Did some benchmarking of an SSD caching solution

[CatMerc]

The Ryzen FuzeDrive got me interested, and so I went ahead and downloaded PrimoCache to check out what sort of boosts I can get from a combined SSD+HDD setup. I don't care much about synthetic tests, I'm more about real world tests that match my workloads, so don't expect to see Crystal Disk Mark here.

Anyhow, here are my system specs:
Ryzen 7 1700 SMT Off @ 3.9GHz
2x8GB G.Skill TridentZ at 3200MHz CL14
Gigabyte AX370 Gaming K7
EVGA GTX 1080 Ti SC2
OS Drive: 500GB 960 EVO
Other drives:
120GB Sandisk Plus SSD <-- Used as cache
240GB Transcend SSD
2TB WD Blue
1TB WD Black <-- Used as main storage in tests

The RAM Cache test uses 2GB of RAM dedicated to speeding the HDD up.
The All Cache test uses 2GB of RAM + 112GB of SSD cache for speeding up the HDD.
In both cases the block size was set to 32KB, which induces a 500MB of overhead on RAM.

Testing methodology:
I picked 3 games, being The Witcher 3, Rainbow Six Siege, and Battlefield 4. For the two former I picked three saved games/situations, and on the latter a multiplayer map and singleplayer level, to simulate loading different levels of the same game, since in theory a lot of data should be shared between them, leading to caching algorithms to do a speedup even on a first load of a different map after you loaded a different game level.

For these tests, I ran three different setups. One being just pure HDD loading and letting the OS do its own caching and prefetching. After that I cleared the RAM of standby memory to reset any caching the OS did, and used just the RAM Cache to check for speedups there. Then finally, I did the all cache test, using the RAM as L1 cache and SSD as L2 cache. Finally after all of that I moved the games to the SSD and checked the performance loading purely from the SSD. Battlefield 4 wasn't included in the pure SSD tests both due to time reasons, and for reasons that will be clear in the data.

Now the point of this entire thing is to save on precious SSD storage, so I recorded how much data was being cached in the SSD at any given test, to compare with just installing the game on the SSD.

Results:

Quick Analysis:
Looking at the pure HDD results, we can see the OS caching in action. Windows 10 makes use of unused memory, and caches things in standby memory to speedup future accesses. It is obviously quite effective here, as can be seen in the Witcher 3 and Battlefield 4 test results after the first run, being within margin of error with the full cache result (and SSD for Witcher 3).
It isn't nearly as effective however with Rainbow Six Siege. At best load times are reduced by 20%, which is a far cry from the 2.8x and 5.2x(!) speedup on Witcher 3 and Battlefield 4, respectively.
Important to note that these speedups only last until system restart or standby memory is evicted in favor of something else.

Moving on to the RAM Cache, there were no observable speed ups with The Witcher 3 and Battlefield 4, however Rainbow Six Siege did get boosted slightly. About a 16% speedup for the first run, and up to 35% for subsequent runs.

--- --- ---

Duplicate the passage of the SSD caching benchmark post that begins at the words "In both cases" and stops after the words "different game level.". Work from the SSD caching benchmark post alone.

--- --- ---

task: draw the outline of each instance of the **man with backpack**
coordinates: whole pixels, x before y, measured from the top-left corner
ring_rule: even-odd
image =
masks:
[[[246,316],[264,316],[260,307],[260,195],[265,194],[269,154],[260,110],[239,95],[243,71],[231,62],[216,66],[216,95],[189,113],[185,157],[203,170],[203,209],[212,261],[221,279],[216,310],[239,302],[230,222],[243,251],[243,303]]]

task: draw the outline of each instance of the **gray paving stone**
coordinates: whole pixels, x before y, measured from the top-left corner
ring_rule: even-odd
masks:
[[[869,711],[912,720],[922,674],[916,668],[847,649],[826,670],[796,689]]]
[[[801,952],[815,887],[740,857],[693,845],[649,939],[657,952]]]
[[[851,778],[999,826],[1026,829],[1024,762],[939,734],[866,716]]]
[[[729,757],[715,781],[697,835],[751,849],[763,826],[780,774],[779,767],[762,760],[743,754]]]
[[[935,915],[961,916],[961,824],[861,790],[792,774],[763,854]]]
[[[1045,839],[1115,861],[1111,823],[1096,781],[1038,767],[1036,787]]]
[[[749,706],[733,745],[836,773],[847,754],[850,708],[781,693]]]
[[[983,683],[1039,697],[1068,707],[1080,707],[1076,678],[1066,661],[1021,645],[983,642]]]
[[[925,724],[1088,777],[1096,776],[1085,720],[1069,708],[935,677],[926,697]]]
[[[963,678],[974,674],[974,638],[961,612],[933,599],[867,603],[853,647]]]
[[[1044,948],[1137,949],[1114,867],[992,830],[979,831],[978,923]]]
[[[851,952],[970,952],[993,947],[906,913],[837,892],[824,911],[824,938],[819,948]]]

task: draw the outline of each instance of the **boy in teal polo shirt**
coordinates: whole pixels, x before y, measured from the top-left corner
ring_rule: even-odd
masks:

--- --- ---

§ COMPLETE RESPONSE:
In both cases the block size was set to 32KB, which induces a 500MB of overhead on RAM.

Testing methodology:
I picked 3 games, being The Witcher 3, Rainbow Six Siege, and Battlefield 4. For the two former I picked three saved games/situations, and on the latter a multiplayer map and singleplayer level, to simulate loading different levels of the same game, since in theory a lot of data should be shared between them, leading to caching algorithms to do a speedup even on a first load of a different map after you loaded a different game level.